'''

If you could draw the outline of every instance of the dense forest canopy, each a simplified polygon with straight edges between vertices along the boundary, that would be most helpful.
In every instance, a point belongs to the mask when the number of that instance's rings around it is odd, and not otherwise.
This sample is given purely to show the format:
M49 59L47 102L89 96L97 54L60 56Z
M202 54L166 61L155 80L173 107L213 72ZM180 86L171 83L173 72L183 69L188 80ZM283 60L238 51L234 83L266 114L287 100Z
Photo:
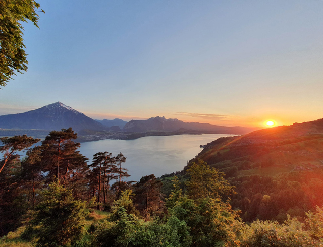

'''

Work instructions ▸
Reproduce every line of the records above word for word, leaving out the pictures.

Result of the task ▸
If you could draw the outline of every instance of the dense forest canopy, each a simplified polygon with straight edges between vertices along the boundary, that would be most helpful.
In every instance, a point belongs to the mask when the number of that instance's rings around it is odd, and not otherwise.
This sample is given purely to show the format:
M49 59L47 102L89 96L97 54L60 56Z
M202 54L166 61L155 80L173 107L213 72ZM180 86L171 83L173 72L183 69L188 80ZM283 60L238 51L234 83L266 114L287 100Z
Photo:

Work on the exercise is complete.